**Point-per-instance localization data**
Start of Block
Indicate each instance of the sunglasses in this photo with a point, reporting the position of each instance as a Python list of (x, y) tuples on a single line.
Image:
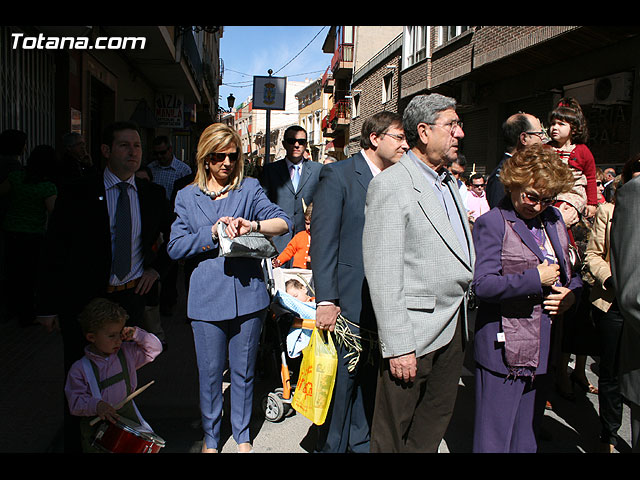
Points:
[(292, 141), (534, 200), (219, 156)]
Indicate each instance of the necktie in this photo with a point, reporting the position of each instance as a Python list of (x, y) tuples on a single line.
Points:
[(122, 245), (296, 177)]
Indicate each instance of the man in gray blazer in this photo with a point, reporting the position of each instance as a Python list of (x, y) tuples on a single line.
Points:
[(625, 269), (418, 260), (291, 182)]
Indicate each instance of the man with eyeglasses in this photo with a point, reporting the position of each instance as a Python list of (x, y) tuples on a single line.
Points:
[(418, 261), (519, 131), (477, 199), (291, 182)]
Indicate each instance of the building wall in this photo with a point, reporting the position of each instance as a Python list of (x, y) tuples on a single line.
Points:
[(371, 86), (495, 71)]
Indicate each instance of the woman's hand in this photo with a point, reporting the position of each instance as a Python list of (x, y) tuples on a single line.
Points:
[(560, 301), (238, 226), (549, 273)]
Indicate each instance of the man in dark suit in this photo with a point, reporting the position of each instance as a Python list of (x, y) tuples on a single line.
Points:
[(83, 244), (336, 257), (519, 131), (291, 182), (82, 235), (625, 259)]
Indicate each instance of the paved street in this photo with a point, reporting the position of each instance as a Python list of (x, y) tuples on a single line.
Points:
[(31, 402)]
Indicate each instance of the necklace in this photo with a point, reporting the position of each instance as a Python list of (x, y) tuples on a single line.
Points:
[(214, 195)]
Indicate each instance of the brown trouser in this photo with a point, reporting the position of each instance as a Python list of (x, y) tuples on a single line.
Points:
[(413, 417)]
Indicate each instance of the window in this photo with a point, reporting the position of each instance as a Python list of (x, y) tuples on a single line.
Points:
[(355, 105), (415, 45), (387, 87), (449, 33)]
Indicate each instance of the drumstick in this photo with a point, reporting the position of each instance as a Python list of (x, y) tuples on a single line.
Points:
[(119, 405)]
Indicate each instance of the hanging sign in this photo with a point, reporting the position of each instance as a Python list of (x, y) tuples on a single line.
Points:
[(269, 93)]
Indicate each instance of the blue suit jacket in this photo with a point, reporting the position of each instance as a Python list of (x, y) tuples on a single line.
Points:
[(336, 238), (276, 182), (220, 288), (493, 288)]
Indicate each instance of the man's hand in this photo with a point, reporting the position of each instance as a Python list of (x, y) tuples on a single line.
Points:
[(404, 367), (559, 301), (326, 316)]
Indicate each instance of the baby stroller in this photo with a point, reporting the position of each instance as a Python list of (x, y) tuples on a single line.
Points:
[(287, 330)]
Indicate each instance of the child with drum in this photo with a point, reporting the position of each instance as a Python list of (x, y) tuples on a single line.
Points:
[(106, 375)]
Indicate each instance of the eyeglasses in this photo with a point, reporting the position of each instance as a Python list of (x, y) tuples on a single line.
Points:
[(292, 141), (453, 125), (400, 138), (220, 157), (532, 199)]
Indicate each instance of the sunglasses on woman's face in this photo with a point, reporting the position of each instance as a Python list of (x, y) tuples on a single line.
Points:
[(219, 156)]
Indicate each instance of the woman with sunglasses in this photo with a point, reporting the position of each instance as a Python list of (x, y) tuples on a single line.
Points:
[(227, 298), (523, 281)]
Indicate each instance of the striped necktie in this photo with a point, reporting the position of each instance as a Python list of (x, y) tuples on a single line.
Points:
[(296, 177), (122, 246)]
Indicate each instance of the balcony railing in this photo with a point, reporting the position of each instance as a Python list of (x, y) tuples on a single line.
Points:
[(344, 53), (327, 79)]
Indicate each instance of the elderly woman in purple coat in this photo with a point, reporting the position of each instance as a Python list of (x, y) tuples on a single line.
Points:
[(523, 282)]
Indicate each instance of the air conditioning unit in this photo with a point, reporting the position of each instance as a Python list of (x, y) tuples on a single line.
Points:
[(613, 89), (609, 90)]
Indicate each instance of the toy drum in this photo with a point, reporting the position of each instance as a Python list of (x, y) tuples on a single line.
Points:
[(124, 436)]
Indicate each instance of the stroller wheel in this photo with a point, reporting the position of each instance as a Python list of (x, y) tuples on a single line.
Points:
[(273, 407)]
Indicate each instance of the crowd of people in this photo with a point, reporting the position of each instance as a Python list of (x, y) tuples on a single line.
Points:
[(399, 242)]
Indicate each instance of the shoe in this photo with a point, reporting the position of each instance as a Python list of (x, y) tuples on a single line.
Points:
[(248, 451), (584, 385)]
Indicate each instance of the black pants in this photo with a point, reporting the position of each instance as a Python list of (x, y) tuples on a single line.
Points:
End of Block
**Try it**
Every line above that holds the string "stroller" should be returned.

**Response to this task**
Indicate each instance of the baby stroller in this photo with a point, reporting the position of each instance as a Python list of (x, y) tuples on a single line.
Indicate each instance of the stroller wheel in this photo with a point, reporting the position of each instance as a Python list of (x, y) tuples on a single line.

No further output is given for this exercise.